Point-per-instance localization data
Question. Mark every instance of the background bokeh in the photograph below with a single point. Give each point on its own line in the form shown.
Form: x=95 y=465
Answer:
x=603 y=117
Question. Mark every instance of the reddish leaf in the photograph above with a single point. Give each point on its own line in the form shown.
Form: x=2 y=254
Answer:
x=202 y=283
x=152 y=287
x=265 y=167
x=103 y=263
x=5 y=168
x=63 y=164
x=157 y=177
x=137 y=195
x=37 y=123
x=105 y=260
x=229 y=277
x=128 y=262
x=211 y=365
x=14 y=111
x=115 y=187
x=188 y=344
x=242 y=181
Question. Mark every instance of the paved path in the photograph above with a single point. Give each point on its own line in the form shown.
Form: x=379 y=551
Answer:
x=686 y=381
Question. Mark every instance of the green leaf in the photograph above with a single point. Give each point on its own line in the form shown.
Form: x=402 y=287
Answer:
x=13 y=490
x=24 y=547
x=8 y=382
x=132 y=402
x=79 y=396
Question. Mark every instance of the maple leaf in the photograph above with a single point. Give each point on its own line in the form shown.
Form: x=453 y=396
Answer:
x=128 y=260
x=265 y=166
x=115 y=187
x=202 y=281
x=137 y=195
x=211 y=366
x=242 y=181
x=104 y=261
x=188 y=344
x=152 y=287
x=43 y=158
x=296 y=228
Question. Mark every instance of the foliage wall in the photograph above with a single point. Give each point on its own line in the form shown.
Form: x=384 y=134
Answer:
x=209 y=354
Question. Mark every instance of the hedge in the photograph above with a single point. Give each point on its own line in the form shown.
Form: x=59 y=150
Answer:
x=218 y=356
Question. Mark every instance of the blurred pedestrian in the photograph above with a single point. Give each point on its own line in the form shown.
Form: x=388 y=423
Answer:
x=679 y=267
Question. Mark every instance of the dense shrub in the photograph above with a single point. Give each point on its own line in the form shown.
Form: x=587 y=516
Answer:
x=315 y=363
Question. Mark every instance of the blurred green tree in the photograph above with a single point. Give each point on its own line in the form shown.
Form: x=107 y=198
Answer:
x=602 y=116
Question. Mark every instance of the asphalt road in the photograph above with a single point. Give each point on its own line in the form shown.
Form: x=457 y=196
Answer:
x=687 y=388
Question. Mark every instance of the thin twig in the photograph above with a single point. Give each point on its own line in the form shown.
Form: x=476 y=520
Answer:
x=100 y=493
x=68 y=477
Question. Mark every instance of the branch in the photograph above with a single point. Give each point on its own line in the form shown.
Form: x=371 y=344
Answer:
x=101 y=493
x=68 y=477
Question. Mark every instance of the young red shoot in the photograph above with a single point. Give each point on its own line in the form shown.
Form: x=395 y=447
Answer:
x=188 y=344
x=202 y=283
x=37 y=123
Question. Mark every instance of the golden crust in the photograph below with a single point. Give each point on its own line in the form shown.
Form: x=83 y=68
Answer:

## Directions for this task
The data above should be duplicated exactly and completely.

## Response
Question. Mark every instance of the background bokeh in the photograph below with a single point. Give each point on its own line in the form shown.
Form: x=95 y=465
Answer:
x=603 y=117
Question. Mark every instance of the reddish leaf in the photograph above with a single point. Give each point on its own line in the form shown.
Form: x=2 y=254
Answer:
x=202 y=283
x=152 y=287
x=265 y=167
x=103 y=263
x=5 y=168
x=63 y=164
x=157 y=177
x=137 y=195
x=37 y=123
x=105 y=260
x=229 y=277
x=128 y=262
x=211 y=365
x=14 y=111
x=115 y=187
x=188 y=344
x=242 y=181
Question. Mark every instance of the paved path in the photograph above with a single point. Give each point on its own line in the form shown.
Form: x=379 y=551
Answer:
x=686 y=381
Question. Mark every instance of the green leaf in the photograph above with a single point. Give each point on its own line in the form shown.
Form: x=402 y=287
Answer:
x=13 y=490
x=24 y=547
x=8 y=382
x=132 y=402
x=79 y=396
Question. Mark every instance of the maple leaf in the photograph above with a single point. Give each point on its own line in the form shown.
Form: x=453 y=396
Answer:
x=128 y=260
x=265 y=166
x=115 y=187
x=202 y=281
x=137 y=195
x=211 y=366
x=242 y=181
x=104 y=261
x=188 y=344
x=152 y=287
x=43 y=158
x=296 y=228
Question. Mark every instance of the foliage wall in the photograph above with a single point. Give each point on its own line in the form shown.
Form: x=384 y=134
Answer:
x=209 y=354
Question. Mark every instance of the hedge in the photograph above with a single point. Give each point on its own line in the form shown.
Form: x=59 y=150
Answer:
x=218 y=356
Question. Mark every instance of the blurred pedestrian in the photograph above with a single point. Give each point on its own line in the form shown.
Form: x=388 y=423
Answer:
x=679 y=267
Question. Mark every instance of the dense shrub in the photograph above with a single point. Give each point on its own line in the form shown.
Form: x=587 y=516
Answer:
x=315 y=363
Question. Mark every instance of the blurred green tree in the photograph above with a single point. Give each point on its own line in the form shown.
Form: x=107 y=198
Answer:
x=602 y=116
Question. Mark every instance of the asphalt road in the photograph above with a single point. Give each point on its own line in the form shown.
Form: x=457 y=196
Answer:
x=687 y=388
Question. Mark every instance of the thin twig in the photograph above with a single point. Give each point on its own line in the form shown.
Form: x=476 y=520
Answer:
x=100 y=493
x=68 y=477
Question. Mark every instance of the branch in the photograph above with a single point. Give each point on its own line in the form shown.
Form: x=371 y=344
Answer:
x=101 y=493
x=68 y=477
Question. Mark every instance of the young red shoot in the photograph above with a single point. Give each point on its own line in the form shown.
Form: x=395 y=447
Answer:
x=188 y=344
x=202 y=283
x=37 y=123
Question. Mark every instance of the golden crust in the photograph below with a single point. Give each point on its own line in the form shown.
Form: x=83 y=68
Answer:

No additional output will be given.